▶ **Problem description**
Extract the full set of records that follows, word for word.

(Dataset entries)
·····

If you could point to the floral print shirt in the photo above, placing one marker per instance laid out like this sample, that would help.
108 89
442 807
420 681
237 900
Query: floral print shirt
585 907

·····

▶ **Result of the exercise**
If you could point to the floral print shirt in the photo above, placing one marker per instance laid out like this sample, that would help.
108 89
442 807
420 681
237 900
Query: floral print shirt
585 907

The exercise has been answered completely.